> [DATA TO PROCESS]
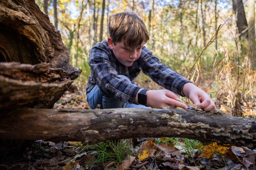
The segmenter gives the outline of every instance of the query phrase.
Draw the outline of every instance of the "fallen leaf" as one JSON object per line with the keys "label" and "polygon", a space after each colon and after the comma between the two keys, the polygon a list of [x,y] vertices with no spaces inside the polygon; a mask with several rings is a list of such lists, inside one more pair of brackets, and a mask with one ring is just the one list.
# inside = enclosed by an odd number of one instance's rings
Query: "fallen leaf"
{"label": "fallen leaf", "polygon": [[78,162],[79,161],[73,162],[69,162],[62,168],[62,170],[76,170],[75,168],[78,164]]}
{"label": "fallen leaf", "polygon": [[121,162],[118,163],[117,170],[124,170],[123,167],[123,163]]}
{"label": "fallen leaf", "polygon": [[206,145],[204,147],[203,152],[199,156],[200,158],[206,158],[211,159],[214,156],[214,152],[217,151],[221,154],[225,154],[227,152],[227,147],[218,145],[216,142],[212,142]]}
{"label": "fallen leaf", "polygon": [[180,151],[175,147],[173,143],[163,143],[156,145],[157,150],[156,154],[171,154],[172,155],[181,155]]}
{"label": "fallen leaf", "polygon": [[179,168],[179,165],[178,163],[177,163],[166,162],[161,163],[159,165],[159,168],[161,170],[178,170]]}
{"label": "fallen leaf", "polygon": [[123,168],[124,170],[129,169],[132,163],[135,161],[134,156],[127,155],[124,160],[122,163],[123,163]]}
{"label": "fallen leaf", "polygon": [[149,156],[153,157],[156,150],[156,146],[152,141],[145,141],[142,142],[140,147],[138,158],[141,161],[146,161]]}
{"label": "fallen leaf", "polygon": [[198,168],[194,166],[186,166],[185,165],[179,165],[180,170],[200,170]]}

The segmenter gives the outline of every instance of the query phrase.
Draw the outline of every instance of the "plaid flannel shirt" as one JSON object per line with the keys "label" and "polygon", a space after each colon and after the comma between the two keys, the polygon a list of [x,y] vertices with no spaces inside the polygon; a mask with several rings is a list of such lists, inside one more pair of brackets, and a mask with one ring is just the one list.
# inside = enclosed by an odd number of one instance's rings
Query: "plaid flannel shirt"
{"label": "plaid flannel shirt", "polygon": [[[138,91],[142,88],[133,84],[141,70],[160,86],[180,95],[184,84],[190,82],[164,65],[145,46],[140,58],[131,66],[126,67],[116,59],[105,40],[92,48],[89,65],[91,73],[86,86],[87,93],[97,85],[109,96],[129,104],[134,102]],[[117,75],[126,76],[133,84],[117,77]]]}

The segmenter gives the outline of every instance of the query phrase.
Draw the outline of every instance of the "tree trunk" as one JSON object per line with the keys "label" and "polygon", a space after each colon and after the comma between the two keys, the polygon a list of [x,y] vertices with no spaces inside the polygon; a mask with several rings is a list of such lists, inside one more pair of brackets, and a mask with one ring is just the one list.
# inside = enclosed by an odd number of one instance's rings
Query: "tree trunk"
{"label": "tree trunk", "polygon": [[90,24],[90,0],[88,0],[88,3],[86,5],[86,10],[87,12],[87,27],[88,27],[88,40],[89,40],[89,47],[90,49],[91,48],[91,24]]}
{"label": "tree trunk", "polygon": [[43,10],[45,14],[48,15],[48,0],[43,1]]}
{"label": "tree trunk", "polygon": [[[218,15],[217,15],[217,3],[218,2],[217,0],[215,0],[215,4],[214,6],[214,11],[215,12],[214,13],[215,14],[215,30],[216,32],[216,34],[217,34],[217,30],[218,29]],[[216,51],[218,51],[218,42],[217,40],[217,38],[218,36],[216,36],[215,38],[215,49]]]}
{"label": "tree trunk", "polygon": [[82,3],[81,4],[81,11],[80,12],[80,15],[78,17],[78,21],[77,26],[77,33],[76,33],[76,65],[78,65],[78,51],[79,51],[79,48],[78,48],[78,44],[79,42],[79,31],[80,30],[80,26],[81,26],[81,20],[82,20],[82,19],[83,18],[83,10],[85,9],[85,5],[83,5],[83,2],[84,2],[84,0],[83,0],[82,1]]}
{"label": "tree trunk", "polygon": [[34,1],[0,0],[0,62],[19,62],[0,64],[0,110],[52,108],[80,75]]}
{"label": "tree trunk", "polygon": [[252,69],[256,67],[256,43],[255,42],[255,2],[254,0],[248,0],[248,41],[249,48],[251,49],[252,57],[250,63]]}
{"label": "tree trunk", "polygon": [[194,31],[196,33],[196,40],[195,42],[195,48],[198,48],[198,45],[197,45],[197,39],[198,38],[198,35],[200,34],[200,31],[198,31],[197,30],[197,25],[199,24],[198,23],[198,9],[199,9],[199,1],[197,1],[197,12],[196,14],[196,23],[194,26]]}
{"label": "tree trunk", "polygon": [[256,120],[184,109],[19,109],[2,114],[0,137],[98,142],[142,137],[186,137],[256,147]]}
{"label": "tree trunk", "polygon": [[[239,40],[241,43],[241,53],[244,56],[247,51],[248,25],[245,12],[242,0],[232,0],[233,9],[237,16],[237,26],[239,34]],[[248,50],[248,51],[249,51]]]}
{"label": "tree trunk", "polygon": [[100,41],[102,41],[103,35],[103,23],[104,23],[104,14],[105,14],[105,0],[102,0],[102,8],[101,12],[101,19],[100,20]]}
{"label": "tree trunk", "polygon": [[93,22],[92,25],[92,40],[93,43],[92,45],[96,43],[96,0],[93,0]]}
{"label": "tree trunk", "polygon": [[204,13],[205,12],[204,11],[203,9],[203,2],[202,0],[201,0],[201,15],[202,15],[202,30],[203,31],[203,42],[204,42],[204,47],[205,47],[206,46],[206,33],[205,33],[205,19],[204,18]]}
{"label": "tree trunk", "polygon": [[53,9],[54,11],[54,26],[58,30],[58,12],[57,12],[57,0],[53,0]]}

--

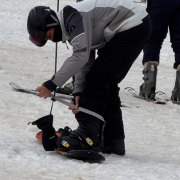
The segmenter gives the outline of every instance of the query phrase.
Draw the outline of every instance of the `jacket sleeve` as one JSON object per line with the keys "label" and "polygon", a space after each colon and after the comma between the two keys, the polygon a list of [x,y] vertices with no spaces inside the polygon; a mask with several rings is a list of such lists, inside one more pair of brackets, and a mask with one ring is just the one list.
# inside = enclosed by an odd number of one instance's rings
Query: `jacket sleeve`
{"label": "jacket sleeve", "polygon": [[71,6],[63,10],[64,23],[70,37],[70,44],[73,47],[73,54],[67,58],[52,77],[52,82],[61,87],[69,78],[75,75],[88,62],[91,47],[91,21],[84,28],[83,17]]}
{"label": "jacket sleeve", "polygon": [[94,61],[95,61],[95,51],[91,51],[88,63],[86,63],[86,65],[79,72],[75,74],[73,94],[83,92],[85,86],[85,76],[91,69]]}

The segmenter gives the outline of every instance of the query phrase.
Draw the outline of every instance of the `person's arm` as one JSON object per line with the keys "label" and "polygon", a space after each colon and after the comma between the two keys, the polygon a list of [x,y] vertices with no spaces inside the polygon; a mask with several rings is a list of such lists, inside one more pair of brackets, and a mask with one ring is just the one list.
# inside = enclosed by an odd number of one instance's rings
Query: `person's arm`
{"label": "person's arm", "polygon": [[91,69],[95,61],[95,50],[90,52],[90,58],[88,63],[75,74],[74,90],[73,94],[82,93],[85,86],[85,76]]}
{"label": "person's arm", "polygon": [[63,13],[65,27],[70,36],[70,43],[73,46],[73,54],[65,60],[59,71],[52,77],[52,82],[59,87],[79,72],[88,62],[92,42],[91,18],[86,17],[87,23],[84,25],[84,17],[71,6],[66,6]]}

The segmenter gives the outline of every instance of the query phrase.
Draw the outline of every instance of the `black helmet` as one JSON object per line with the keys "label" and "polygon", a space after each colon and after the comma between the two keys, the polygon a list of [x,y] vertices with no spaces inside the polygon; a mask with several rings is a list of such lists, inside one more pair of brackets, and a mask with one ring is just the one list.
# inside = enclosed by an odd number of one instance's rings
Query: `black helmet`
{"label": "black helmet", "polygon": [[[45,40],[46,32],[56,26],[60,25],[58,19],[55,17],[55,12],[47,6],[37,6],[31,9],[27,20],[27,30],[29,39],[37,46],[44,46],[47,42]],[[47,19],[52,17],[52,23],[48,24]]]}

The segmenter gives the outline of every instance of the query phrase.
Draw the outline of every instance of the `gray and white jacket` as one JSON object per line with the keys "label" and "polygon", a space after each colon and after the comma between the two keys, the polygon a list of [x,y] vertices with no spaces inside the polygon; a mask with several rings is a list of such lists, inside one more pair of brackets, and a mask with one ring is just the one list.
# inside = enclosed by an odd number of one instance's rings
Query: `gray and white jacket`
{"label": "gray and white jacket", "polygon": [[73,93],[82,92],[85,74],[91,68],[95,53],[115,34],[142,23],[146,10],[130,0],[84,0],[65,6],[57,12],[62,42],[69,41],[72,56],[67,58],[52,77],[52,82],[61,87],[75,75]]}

> [TASK DIRECTIONS] Report every line of the material above that contains the string "gray", matching case exactly.

> [RESPONSE TO THIS TASK]
Draw the outline of every instance of the `gray and white jacket` as one JSON object per line with the keys "label" and "polygon", a space after each colon and after the comma between the two keys, the polygon a list of [x,y] vertices with no spaces inside the polygon; a mask with several rings is a list of such lists, inside one more pair of brackets, and a mask with one ring is just the one list.
Query: `gray and white jacket`
{"label": "gray and white jacket", "polygon": [[73,93],[82,92],[85,74],[91,68],[95,53],[115,34],[142,23],[146,10],[130,0],[84,0],[65,6],[57,12],[62,42],[69,41],[72,56],[67,58],[52,77],[52,82],[61,87],[75,75]]}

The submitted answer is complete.